#### [PROBLEM DESCRIPTION]
Exactly as written, output each of the entries below.

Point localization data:
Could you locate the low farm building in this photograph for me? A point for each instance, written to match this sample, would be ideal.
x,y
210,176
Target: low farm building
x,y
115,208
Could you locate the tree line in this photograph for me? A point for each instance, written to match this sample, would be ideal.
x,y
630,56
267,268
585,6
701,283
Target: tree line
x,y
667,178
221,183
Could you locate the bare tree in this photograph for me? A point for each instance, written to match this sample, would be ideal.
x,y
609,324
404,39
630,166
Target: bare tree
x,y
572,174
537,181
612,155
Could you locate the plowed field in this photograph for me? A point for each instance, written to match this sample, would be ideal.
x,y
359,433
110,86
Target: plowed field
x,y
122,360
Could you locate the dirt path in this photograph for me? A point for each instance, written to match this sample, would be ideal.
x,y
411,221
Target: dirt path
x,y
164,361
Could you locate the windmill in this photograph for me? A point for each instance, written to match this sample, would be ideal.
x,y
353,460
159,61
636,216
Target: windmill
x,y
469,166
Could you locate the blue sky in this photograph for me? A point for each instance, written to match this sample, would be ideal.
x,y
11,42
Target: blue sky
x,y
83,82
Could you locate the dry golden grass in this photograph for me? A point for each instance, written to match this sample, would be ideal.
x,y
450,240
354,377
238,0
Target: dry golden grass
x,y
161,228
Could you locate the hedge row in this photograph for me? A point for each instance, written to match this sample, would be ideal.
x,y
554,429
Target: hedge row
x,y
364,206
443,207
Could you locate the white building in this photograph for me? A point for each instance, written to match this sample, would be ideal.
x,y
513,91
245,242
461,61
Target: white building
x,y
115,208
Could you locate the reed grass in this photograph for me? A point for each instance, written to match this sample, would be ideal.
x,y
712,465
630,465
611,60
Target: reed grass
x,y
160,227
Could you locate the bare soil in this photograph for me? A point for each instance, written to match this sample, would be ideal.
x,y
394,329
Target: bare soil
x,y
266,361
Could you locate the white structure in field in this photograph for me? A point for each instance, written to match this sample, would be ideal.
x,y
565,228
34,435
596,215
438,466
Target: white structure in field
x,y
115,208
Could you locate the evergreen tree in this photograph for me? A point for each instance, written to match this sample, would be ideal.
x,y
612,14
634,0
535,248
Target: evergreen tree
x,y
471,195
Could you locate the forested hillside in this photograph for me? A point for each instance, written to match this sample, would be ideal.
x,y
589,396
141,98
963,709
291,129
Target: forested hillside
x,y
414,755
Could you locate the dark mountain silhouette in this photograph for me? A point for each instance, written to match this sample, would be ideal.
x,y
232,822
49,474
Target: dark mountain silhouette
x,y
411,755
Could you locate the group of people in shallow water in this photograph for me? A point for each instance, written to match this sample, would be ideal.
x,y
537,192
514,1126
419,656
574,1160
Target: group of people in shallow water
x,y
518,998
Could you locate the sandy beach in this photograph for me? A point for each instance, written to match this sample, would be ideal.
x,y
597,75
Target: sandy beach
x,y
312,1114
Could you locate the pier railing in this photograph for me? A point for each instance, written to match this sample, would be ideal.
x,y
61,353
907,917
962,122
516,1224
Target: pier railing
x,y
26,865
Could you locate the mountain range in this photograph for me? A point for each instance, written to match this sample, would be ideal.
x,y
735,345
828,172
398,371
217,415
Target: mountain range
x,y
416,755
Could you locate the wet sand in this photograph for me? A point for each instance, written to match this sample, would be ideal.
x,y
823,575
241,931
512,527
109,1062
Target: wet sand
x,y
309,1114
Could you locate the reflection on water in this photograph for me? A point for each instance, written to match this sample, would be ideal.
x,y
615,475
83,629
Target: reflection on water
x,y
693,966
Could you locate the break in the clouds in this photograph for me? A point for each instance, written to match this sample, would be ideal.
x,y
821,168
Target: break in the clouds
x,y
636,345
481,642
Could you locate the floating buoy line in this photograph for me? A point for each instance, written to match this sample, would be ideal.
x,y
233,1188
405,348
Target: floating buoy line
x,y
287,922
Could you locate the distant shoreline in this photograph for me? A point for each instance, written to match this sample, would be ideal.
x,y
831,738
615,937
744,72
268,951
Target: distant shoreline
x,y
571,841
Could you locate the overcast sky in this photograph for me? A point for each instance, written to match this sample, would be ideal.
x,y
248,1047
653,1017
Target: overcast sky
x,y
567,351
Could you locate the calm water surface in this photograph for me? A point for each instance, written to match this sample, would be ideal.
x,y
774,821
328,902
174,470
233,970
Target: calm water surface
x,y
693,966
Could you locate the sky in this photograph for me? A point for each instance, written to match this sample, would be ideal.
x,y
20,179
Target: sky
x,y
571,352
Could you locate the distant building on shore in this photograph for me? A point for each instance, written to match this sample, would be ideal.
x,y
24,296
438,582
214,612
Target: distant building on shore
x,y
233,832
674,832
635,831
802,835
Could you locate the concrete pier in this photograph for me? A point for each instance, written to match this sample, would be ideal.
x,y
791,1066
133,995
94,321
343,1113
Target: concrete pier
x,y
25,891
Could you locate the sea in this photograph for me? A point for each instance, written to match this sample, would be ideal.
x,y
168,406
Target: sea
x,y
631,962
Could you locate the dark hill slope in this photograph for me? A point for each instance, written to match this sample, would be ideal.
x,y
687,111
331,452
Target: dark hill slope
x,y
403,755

#### [YOUR SOLUTION]
Could you locate the low farm building in this photograph for me? A point for each instance, written to match this sample, would be ideal.
x,y
210,176
Target: low farm building
x,y
115,208
Could you locate the tree line in this photograph for me? A point for each instance, written to match this sample, would be ideal.
x,y
630,56
267,268
585,6
701,283
Target: tree line
x,y
667,178
221,183
Could you locate the bare tree in this photograph for me? A point for each instance, written to match this sample, would be ideal.
x,y
609,324
404,39
630,166
Target: bare tree
x,y
572,174
537,181
612,155
Could you locate the plowed field in this photograph for me? A point for each instance, written to match this sample, would be ideal.
x,y
359,433
110,86
Target: plowed field
x,y
122,360
Could you locate the dirt path in this photograph for me? A point for each instance, written to match this sample, would be ideal.
x,y
411,221
Target: dirt path
x,y
164,361
Could you locate the windmill in this photograph for me? A point for each instance, written to match this sample, would be ideal.
x,y
353,460
159,61
636,216
Target: windmill
x,y
469,166
Could you locate the blue sky in this photograph for me? A point for each instance, written to match this sample, would be ideal.
x,y
11,42
Target: blue sky
x,y
83,82
Could you locate the dry golden grass in this photograph for me? A point for each instance, written to match this sample, would be ideal.
x,y
450,240
354,377
238,0
Target: dry golden grass
x,y
161,228
Could you locate the hedge row in this photograph for me? A point for each instance, written to match this sample, would be ideal.
x,y
554,429
Target: hedge row
x,y
364,206
443,207
Could you locate the white building in this photograph for me? A point for each instance, written to match this sample, would be ideal.
x,y
513,91
245,242
461,61
Target: white building
x,y
115,208
Could you locate the reed grass in this photograph for me? A point for each instance, written to match this sample, would be ideal.
x,y
712,465
630,465
611,60
Target: reed grass
x,y
160,227
Could you locate the bare soil in this photograph for me? A point for each instance, written to match this sample, would be ideal.
x,y
394,329
Target: bare soil
x,y
266,361
Could you locate the white structure in field in this photograph for me? A point for each instance, written to match this sample, would be ideal.
x,y
565,228
34,435
596,215
438,466
Target: white structure in field
x,y
115,208
Could you locate the evergreen tree in this photograph for me? A point for each instance, written to match this sample, would be ideal.
x,y
612,14
634,0
535,248
Target: evergreen tree
x,y
471,195
Could you locate the forested hillside in this photograph for me? A point for each instance, written to match this sample, would be ideal.
x,y
589,396
141,98
963,709
291,129
Target: forested hillside
x,y
414,755
Could you locate the dark mountain silhouette in this photograph for me? A point for each instance, written to match this sample, would be ideal.
x,y
232,822
49,474
Target: dark mountain silhouette
x,y
411,755
Could you locate the group of people in shallow water in this photograph for me? A point for each instance, written to match this sample, would be ideal.
x,y
537,192
514,1126
419,656
574,1160
Target: group of people in shallow water
x,y
518,998
Could you locate the sandy beach in this photograph for me? A point for each instance, written to match this sample, would be ideal.
x,y
597,75
Target: sandy beach
x,y
312,1114
Could you locate the pier railing in this photograph for me? A point for each instance, written to match this sample, would be ideal.
x,y
61,353
907,917
962,122
516,1224
Target: pier railing
x,y
26,865
Could you locate the mountain range in this photograph for me? A point for each instance, written to match this sample, would be ideal.
x,y
735,345
828,172
398,371
217,415
Target: mountain range
x,y
416,755
Could you locate the wet sand in this photograph for me? A point for each instance, written to match this sample, would be ideal.
x,y
823,575
241,931
512,527
109,1062
Target: wet sand
x,y
309,1114
Could you locate the reflection on water in this photograph for me? A point for each instance, written to match this sample, would be ideal.
x,y
615,475
83,629
Target: reflection on water
x,y
693,966
Could you locate the break in the clouds in this photograph for me? A point for each instance, written to match this sample, would be ideal.
x,y
821,168
Target: break in the clouds
x,y
636,345
481,642
Could you locate the floating buoy line in this photograph for me? A point for each instance, written to match this sample, would be ideal.
x,y
233,1188
405,348
Target: floating buoy line
x,y
287,922
Could you locate the distant shoreline in this photograph for me? A point for each instance, written to match this sample, would be ideal.
x,y
831,738
615,937
744,72
268,951
Target: distant shoreline
x,y
571,841
Could you locate the overcast sky in this photograph for me? A point for each instance, written to match this sample, would be ideal.
x,y
248,1047
653,1017
Target: overcast sky
x,y
567,351
Could you locate the calm water surface in this photograph for me? A point for each instance, written to match this sample, would be ideal.
x,y
774,821
328,902
174,470
233,970
Target: calm water surface
x,y
693,966
Could you locate the sky in this photograph for me? A point for each instance, written to match this sample, would be ideal.
x,y
20,179
Target: sky
x,y
571,352
Could you locate the distant building on shore in this photograph for me? A point for each instance, written to match this sample, would be ideal.
x,y
24,296
438,582
214,612
Target: distant building on shore
x,y
233,832
674,832
635,831
802,835
Could you locate the concrete pier in this photograph for me? A point for each instance, written to match this sample, would be ideal.
x,y
791,1066
133,995
94,321
343,1113
Target: concrete pier
x,y
25,891
Could you locate the sea in this photograph for me? A point for each instance, written to match this sample, would be ideal.
x,y
168,406
Target: sea
x,y
631,962
Could you locate the dark hill slope in this photograph for me? A point for each instance, written to match this sample, would be ideal.
x,y
687,111
331,452
Target: dark hill slope
x,y
403,755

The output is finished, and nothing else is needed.